* Records from a dataset:
┏━━

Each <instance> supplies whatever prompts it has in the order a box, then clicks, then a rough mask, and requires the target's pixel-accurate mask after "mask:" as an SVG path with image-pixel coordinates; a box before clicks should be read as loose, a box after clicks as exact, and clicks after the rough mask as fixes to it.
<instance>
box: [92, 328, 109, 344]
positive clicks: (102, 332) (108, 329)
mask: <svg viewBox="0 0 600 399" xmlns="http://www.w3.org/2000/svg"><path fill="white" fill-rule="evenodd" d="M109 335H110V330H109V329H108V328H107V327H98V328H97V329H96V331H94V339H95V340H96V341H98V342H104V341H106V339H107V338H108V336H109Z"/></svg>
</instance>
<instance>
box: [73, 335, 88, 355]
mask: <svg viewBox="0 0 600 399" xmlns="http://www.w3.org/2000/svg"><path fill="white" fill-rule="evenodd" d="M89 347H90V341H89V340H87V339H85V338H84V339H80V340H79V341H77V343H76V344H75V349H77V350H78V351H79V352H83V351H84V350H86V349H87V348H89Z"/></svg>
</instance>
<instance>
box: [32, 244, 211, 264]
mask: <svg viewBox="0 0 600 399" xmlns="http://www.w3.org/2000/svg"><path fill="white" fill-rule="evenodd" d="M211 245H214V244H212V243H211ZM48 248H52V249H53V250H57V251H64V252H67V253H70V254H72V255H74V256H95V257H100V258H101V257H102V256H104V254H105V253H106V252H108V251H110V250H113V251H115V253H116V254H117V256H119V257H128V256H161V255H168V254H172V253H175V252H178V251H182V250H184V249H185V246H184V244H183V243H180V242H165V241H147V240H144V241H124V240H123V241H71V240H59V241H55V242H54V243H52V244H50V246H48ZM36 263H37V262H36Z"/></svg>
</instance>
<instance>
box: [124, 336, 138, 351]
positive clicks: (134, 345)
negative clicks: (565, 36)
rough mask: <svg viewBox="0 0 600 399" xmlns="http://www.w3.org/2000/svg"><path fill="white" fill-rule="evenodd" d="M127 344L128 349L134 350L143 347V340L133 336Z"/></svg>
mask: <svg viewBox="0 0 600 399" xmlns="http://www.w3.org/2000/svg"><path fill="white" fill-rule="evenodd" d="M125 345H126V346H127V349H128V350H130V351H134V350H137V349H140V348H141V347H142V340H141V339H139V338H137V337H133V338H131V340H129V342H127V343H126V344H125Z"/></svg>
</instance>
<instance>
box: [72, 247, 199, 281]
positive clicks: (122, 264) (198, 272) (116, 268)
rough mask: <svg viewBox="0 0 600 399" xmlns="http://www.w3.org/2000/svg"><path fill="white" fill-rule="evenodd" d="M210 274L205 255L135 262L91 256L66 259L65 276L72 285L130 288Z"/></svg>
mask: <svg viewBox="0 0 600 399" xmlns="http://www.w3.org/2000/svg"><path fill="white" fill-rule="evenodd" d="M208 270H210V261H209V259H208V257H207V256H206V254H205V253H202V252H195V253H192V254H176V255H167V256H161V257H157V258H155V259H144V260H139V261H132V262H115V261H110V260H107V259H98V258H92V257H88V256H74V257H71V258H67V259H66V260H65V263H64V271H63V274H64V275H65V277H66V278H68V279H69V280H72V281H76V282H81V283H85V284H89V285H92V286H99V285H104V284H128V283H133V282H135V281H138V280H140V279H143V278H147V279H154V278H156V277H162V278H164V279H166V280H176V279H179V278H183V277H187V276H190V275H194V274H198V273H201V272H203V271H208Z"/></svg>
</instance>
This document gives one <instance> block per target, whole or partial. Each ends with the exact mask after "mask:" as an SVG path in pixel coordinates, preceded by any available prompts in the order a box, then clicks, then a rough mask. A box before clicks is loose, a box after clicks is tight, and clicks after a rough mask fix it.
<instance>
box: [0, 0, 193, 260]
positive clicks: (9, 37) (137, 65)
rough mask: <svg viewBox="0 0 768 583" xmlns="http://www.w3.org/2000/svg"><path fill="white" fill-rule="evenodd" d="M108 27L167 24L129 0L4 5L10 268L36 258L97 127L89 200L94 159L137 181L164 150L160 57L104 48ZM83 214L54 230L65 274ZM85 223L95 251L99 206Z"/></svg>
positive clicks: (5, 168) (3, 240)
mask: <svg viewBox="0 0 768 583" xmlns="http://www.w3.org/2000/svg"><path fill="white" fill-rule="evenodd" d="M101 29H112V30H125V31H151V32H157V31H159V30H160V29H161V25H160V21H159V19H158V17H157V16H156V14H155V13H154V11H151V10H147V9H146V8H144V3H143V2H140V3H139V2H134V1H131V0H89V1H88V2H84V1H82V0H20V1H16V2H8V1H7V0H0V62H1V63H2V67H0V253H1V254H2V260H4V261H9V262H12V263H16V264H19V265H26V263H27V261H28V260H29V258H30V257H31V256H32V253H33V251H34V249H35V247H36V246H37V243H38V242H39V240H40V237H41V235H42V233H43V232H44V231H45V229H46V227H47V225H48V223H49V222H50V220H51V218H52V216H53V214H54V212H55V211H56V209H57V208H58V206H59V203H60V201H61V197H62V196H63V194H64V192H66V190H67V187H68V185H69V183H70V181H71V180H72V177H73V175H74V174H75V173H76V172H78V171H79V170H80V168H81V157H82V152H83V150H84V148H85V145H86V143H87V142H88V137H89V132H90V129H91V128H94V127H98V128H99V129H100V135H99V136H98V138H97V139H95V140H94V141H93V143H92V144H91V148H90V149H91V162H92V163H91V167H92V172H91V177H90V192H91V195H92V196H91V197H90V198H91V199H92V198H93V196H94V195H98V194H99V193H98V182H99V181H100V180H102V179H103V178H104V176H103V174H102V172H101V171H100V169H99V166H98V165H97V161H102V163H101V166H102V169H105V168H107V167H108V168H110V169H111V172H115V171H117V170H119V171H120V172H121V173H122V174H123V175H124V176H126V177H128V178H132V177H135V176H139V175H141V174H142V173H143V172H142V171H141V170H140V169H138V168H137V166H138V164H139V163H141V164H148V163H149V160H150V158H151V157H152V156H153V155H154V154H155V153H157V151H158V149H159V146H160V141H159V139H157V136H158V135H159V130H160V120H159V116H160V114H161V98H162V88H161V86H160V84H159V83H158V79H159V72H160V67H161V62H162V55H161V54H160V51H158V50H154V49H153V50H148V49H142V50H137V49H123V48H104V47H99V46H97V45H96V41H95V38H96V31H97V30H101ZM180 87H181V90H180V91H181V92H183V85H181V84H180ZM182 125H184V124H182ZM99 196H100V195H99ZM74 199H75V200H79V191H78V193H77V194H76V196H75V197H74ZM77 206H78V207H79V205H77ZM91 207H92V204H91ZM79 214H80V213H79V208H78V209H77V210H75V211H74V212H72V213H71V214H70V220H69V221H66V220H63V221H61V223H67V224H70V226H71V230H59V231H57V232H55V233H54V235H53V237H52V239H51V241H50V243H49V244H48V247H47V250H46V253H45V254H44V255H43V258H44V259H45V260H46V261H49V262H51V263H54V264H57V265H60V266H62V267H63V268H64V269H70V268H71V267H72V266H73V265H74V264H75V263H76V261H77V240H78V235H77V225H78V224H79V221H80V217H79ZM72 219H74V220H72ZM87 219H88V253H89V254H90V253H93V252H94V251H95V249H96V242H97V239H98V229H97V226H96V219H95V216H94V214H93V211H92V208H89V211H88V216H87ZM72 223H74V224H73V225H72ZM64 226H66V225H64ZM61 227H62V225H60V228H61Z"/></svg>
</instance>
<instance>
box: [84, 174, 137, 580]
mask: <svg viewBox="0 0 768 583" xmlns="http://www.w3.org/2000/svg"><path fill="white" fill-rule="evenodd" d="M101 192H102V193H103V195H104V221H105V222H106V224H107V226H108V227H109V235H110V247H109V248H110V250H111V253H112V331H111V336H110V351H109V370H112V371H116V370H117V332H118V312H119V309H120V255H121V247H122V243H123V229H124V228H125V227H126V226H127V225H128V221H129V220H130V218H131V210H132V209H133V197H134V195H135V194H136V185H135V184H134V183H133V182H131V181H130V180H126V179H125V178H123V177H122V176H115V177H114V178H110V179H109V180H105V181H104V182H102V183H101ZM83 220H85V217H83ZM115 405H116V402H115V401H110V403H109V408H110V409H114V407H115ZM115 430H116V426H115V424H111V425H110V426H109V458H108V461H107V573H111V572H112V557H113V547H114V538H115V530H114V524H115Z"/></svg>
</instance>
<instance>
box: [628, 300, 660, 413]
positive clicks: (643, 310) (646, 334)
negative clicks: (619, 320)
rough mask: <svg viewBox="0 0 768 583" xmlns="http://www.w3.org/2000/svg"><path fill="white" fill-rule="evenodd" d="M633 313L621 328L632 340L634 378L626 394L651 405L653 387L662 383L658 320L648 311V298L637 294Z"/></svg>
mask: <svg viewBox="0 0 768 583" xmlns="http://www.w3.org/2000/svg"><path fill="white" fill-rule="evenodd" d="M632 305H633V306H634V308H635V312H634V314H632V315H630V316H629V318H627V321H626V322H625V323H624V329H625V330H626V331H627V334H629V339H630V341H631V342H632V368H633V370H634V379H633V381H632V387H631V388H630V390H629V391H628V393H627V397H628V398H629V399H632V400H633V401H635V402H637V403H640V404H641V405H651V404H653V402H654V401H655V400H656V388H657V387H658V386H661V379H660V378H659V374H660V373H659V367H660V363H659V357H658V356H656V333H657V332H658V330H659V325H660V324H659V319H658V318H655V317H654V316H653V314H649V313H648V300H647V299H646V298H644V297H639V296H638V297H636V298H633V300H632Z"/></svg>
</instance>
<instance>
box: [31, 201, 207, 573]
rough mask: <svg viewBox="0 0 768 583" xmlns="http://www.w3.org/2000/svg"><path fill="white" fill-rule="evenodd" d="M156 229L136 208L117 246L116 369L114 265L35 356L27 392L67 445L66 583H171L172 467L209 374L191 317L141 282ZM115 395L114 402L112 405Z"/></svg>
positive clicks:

┗━━

* What you should do: Copy out word for word every line above, from the first one down to the line "positive clicks: (102, 332) (108, 329)", including both of those lines.

* Output below:
Each <instance> supplies whatever prompts it has in the order a box, then clicks, then a rough mask, and requires the target's pixel-accurate mask after "mask:" as an SVG path with image-pixel coordinates; a box before clicks should be read as loose, a box after clicks as exact, and clicks after the rough mask as fixes to it.
<instance>
box: [92, 328, 109, 344]
positive clicks: (102, 332) (108, 329)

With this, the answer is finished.